OBJECTIVE:
Your task is to return the line containing "Where can the snow-covered" plus every line after it, exactly and with nothing added.

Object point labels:
^^^^^^^^

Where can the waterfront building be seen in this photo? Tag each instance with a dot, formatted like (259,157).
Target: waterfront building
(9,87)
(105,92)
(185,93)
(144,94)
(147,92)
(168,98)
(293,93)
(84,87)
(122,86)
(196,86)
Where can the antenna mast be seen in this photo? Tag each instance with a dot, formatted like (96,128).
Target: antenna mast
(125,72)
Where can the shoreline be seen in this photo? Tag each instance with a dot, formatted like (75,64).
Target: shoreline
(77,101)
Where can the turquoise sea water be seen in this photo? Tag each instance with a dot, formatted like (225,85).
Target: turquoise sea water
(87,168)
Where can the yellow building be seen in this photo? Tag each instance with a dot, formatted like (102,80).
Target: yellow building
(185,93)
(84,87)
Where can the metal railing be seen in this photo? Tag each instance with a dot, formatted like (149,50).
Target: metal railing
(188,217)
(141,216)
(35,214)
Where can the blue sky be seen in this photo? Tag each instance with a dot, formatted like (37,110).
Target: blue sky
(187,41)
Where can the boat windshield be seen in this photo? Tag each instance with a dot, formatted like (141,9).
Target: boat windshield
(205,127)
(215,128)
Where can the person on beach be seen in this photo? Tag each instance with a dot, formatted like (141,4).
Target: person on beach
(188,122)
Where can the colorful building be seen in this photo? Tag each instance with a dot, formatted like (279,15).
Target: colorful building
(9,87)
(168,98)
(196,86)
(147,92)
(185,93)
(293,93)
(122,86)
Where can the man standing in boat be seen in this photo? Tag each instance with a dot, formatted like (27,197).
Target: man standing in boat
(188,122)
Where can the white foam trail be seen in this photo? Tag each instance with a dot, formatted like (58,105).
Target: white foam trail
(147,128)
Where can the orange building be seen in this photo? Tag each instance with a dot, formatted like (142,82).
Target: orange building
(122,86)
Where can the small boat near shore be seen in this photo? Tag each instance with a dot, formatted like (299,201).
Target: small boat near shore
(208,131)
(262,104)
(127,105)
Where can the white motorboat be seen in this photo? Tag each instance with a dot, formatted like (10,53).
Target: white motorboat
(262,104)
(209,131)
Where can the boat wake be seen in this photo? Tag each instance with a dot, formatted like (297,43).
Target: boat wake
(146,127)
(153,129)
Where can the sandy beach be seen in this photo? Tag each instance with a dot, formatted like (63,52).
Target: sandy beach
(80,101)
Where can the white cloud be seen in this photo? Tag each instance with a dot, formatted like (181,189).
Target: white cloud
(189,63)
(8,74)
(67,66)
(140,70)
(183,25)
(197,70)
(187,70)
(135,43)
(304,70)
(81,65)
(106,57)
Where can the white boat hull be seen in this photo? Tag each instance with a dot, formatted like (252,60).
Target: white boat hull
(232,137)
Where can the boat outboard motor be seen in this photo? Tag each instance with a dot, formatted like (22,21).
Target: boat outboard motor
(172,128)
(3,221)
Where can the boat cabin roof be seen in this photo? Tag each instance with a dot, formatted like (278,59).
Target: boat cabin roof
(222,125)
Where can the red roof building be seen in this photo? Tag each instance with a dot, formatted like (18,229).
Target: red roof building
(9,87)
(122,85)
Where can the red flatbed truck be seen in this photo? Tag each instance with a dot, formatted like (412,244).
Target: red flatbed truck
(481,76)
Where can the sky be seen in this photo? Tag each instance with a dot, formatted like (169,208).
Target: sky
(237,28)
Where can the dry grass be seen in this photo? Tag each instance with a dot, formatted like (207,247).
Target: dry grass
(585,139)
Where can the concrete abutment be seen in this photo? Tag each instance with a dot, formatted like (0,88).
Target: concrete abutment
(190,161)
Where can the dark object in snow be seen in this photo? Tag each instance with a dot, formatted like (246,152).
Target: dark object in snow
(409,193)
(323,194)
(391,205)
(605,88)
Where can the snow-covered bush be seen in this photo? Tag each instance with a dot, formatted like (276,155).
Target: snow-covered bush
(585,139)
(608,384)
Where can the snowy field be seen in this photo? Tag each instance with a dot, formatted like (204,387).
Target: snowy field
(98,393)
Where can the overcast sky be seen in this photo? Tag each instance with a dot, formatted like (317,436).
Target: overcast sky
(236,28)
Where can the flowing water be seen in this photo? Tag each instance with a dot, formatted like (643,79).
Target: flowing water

^^^^^^^^

RESULT FOR THIS EXERCISE:
Where can the snow-covered bush be seen in this photo? Tag each instance with a dot, formatted like (276,155).
Target: snow-covered bush
(585,139)
(608,384)
Where can the snowy field be seen in this photo? Tag each instance with a dot, formatted like (204,387).
Target: snowy field
(98,393)
Where can the overcast sky be seen in this photo? Tag each instance with a dot, formatted like (317,436).
Target: overcast sky
(236,28)
Where can the flowing water be seen in this photo? Tag each instance with a dot, formatted like (643,79).
Target: flowing water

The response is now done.